## What you are asked to do:
Verbatim transcription of the listing is needed.
================================
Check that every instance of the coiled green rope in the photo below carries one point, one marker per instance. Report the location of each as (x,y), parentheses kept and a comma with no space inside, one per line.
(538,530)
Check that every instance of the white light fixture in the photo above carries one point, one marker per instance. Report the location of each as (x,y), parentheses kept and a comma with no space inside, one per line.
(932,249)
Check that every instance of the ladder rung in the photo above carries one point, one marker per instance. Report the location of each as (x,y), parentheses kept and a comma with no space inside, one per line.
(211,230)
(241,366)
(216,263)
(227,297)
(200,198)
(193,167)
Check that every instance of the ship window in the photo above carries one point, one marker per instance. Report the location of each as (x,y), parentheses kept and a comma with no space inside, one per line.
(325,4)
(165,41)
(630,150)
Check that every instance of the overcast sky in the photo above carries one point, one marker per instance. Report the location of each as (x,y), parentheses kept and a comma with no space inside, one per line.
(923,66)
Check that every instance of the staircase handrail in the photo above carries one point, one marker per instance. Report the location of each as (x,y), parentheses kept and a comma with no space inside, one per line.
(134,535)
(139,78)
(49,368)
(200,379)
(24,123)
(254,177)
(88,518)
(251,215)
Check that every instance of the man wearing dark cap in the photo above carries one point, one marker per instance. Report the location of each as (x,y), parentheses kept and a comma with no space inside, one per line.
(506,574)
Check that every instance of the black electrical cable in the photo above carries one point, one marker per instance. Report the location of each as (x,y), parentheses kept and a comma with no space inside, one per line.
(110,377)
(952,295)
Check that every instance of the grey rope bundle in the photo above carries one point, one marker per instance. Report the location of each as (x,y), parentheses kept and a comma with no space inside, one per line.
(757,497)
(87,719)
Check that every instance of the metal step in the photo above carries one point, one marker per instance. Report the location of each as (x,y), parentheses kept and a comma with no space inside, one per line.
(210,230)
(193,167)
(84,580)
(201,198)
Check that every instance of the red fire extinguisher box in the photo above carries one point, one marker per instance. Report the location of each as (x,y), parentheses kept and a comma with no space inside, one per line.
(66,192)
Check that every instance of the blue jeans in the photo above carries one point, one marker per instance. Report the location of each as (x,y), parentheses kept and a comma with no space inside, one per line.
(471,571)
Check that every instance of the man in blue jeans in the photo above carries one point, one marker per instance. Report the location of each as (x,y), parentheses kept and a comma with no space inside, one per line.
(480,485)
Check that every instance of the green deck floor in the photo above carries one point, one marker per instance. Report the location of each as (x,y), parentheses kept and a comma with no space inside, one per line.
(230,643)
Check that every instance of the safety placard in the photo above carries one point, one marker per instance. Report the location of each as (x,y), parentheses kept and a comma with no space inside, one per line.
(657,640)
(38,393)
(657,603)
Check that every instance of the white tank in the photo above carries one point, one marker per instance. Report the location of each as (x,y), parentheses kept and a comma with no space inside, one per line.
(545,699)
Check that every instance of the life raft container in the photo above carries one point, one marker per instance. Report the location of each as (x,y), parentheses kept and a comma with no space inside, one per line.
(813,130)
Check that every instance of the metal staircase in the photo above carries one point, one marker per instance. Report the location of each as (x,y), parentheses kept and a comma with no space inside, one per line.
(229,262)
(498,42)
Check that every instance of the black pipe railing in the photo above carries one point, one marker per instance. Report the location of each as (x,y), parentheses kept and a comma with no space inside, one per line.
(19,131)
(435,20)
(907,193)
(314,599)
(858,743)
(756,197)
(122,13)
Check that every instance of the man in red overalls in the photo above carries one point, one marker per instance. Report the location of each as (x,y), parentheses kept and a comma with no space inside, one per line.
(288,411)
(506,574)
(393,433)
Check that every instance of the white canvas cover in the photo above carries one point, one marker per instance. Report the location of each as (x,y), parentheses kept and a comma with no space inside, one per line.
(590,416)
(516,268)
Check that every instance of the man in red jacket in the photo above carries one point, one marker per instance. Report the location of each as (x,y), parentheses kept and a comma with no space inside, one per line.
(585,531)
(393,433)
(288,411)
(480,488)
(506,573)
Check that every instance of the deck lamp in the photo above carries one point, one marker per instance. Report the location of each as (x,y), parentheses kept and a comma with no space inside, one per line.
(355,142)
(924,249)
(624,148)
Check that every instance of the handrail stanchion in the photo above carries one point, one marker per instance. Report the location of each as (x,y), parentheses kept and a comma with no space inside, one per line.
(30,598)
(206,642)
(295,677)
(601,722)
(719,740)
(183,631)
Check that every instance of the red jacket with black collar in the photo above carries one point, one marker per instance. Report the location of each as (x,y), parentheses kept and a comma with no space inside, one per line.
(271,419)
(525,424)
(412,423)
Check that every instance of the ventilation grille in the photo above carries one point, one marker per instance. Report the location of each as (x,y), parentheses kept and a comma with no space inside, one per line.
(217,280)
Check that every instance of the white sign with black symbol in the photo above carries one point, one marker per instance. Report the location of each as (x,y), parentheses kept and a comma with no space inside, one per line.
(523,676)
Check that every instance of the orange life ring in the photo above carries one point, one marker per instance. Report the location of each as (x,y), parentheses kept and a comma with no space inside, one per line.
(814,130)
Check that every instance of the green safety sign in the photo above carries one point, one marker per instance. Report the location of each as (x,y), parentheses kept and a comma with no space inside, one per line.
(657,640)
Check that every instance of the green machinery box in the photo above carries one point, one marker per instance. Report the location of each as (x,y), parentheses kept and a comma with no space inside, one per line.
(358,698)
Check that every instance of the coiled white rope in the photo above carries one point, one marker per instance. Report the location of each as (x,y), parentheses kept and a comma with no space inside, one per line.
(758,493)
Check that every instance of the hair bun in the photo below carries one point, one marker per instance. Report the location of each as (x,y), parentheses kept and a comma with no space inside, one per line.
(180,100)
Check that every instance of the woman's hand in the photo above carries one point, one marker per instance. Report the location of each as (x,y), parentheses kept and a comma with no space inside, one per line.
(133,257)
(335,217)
================================
## Solution:
Check that every instance of the coiled green rope in the photo below carries one point, one marker per instance. Report the location of each as (x,y), parentheses kept and a comma with no space inside, one per line.
(538,530)
Check that every instance of the white light fixture in the photo above carries one point, one marker per instance. Report the location of each as (x,y), parentheses kept and a comma with no space inside, one per line.
(932,249)
Check that every instance of the ladder rung in the photo above carries one point, one marker per instance. Report the location of each as (x,y), parentheses kept and a comma with no space inside, one per line.
(211,230)
(241,366)
(216,263)
(227,297)
(200,198)
(193,167)
Check that every instance of the ship window in the photo above carries one point, one marker per instance. Report the location of each as (x,y), parentheses kept and a comma with no space inside, one per line.
(325,4)
(165,41)
(630,150)
Check that every instance of the overcast sky in the photo above carries one point, one marker per instance. Report the location of each as (x,y), parentheses kept and a comma with no space inside, one per line.
(923,66)
Check that every instance of the staircase handrail in the photo above carries one point, one marker per instance. Report the location of each as (x,y), parentheses kept and a comma with no space inside, one per line.
(134,535)
(139,78)
(49,368)
(200,379)
(24,123)
(254,177)
(88,518)
(251,215)
Check that every instance of the man wearing dark cap in the photo above carries one point, one marker per instance. Report the location of each as (x,y), parentheses kept and a comma with no space inside, one per line.
(506,574)
Check that every instance of the black electrical cable in the photo above carries one point, one marker per instance. Report the location of each as (x,y), parentheses kept and a comma with no space inside, one per line.
(110,377)
(952,295)
Check that every instance of the grey rope bundle in the photo above carries one point, one marker per instance. Report the location of each as (x,y), parentheses kept and a comma with no space inside, one per line.
(757,497)
(87,719)
Check that every instance of the metal step in the photo above carries one point, one marker per instance. Report the location of each as (x,y), parentheses kept and a comma with no space inside, one per line.
(210,230)
(193,167)
(84,580)
(201,198)
Check that every instance of the red fire extinguisher box in the photo above carries one point, one marker per instance. Report the location of each as (x,y), parentheses kept and a comma with no space inside, one per line.
(66,192)
Check that every instance of the blue jeans in the photo above carries one point, one marker per instance. Report the location of each as (x,y), parentheses kept and a comma with no space inside, one per line.
(471,571)
Check that every instance of the man in blue jeans in the photo above carries one point, one marker per instance. Report the location of each as (x,y), parentheses kept and a comma with no space inside, one per line.
(480,485)
Check that every instance of the green deck floor in the photo above carries one point, one marker per instance. Report the location of each as (x,y), parentheses kept and a comma with no space inside, one per line.
(230,643)
Check that every instance of the safety placard in the photo above carries one point, one marker per instance. Report the location of each as (x,y), parentheses kept and a comma with no space inside, one per line.
(657,640)
(38,393)
(657,603)
Check that every instance of the white tank in the photo above carries one point, one marker per instance. Report the location of each as (x,y), parentheses kept and a comma with no space inside, one per line.
(545,699)
Check that every instance of the life raft container in the photo above carries one point, one marker per instance. Report the location of each as (x,y), parentheses kept and a comma with no space inside, one per line.
(813,130)
Check that every instance of the metal staircase in the photo above carries one point, one marker per instance. Report the location of each as (x,y), parentheses kept and a comma with no space inside, one per line.
(229,262)
(498,42)
Check that every instance of the black pipe railing in the photo above carries one point, one marker per instance. Report the location of each as (x,y), parentheses kept and a comma with no space inside, one per line.
(19,131)
(435,20)
(907,193)
(314,599)
(858,743)
(756,197)
(122,13)
Check that every instance of the man in red overalls in the photo above carries one point, one marker per instance. Report the location of each as (x,y), parentheses kept and a comma with no space inside, one per line.
(288,411)
(506,574)
(393,433)
Check that every instance of the white canvas cover in the photo above carries one point, one marker per instance. Report the location of each as (x,y), parentheses kept and a comma with no space inside, one per line.
(590,416)
(516,268)
Check that every instance of the man in red jacket in the photo above carries one point, one marker per instance. Report the location of each as (x,y), parentheses kept and a comma with no space inside, one per line.
(585,531)
(393,433)
(288,411)
(480,488)
(506,573)
Check that every instance of the deck lamp in the photo above carries one point, one marker per instance. Report the location of each as (x,y), parentheses kept and a comma with no space inside, one per line.
(355,142)
(924,249)
(624,148)
Check that every instance of the handrail stanchion in the photo above carries one point, one marker per instance. Report the location of each as (x,y), parentheses kept and a comma with no space inside, one per line.
(30,598)
(206,642)
(295,677)
(601,722)
(719,740)
(183,631)
Check that every instance of the red jacket with black collar in the photo above carries one point, one marker per instance. Report the location of each as (x,y), parentheses kept and a comma with no space inside, one per line.
(271,419)
(525,424)
(412,423)
Check that every instance of the ventilation grille in the photo above carries one point, one marker per instance. Report the location of each as (x,y), parentheses kept and a comma with no space inside, one per line.
(217,280)
Check that every instance of the white sign with black symbol in the photo above carries one point, one marker per instance. Report the location of each as (x,y), parentheses kept and a comma with no space inside, one per line.
(523,676)
Check that every instance of the orange life ring in the photo above carries one point, one marker per instance. Report the location of each as (x,y), parentheses kept and a comma with no space inside, one per line.
(814,130)
Check that every instance of the green safety sign in the photo above carries one point, one marker per instance. Report the location of each as (x,y), parentheses kept and a comma with no space inside, one per line.
(657,640)
Check that every instance of the green machinery box in the photo above carries one point, one marker per instance. Report the location of each as (x,y), parentheses kept and a comma with no space inside, one per line.
(358,698)
Check that every instance of the coiled white rope in the photo above carries one point, one marker per instance. Report the location of each as (x,y), parentheses kept and a comma with no space inside, one per line.
(758,493)
Check that every instance of the hair bun in the photo below carries one point, one marker per instance. Report the location of each as (x,y), parentheses kept and a comma with no space inside, one per line.
(180,100)
Check that every instance of the woman's hand in the photo above carries one point, one marker per instance. Report the location of each as (x,y), parentheses kept and a comma with no space inside, one per line.
(133,257)
(335,217)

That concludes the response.